§ What is asked: Swap "wooden chalet" for "log cabin" everywhere in the material below, and reproduce every other line unchanged.

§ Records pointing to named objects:
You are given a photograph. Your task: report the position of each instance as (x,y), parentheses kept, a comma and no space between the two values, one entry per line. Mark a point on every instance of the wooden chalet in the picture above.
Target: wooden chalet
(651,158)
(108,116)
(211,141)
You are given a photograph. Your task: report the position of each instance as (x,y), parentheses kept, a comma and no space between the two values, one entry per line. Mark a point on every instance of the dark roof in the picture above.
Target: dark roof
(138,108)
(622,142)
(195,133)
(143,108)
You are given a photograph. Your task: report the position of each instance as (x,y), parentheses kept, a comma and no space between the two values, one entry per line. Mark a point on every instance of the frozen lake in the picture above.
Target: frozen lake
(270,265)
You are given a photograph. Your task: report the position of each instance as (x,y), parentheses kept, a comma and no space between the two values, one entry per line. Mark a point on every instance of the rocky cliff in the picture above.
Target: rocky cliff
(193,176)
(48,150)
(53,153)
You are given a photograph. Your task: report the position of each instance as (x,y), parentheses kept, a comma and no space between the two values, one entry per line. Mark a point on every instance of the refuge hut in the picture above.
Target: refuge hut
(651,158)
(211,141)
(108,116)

§ Output for this exercise:
You are given a photograph. Your task: report the position of each instance as (x,y), parentheses kept, a comma and no space between the two values, one entry per line. Mark a point on every instance of the log cabin in the picture above.
Target: log cabin
(651,158)
(108,116)
(211,141)
You are given a photograph. Your task: report the position of each instance as (x,y), parentheses kept, a comma and no space between the two values, one entry per line. Mark a point on every instance of the dark roof in the picture above.
Target: dark roof
(138,108)
(622,142)
(195,133)
(143,108)
You are given a photograph. Your task: report the position of each instance as (x,y), parentheses kept, a comma and no space between the two values, one entry per line. Mark a point on every instance of the frozen lake in the picture above.
Target: frozen lake
(270,265)
You are given a photograph. Your task: report the position of each instance as (x,y), parentheses kept, a comma and no space between the two values, one entry per line. Mark a point on every instance of the rocky cliff in the picture above.
Target: rocky cliff
(193,176)
(48,150)
(53,153)
You are given a photograph. Your task: report the position of each instance as (x,y), parentheses kept, a comma and no space between the two values, one entry per line. Mark a point on every instance of the refuge hut in the picture above.
Target: refuge hut
(651,158)
(211,141)
(108,116)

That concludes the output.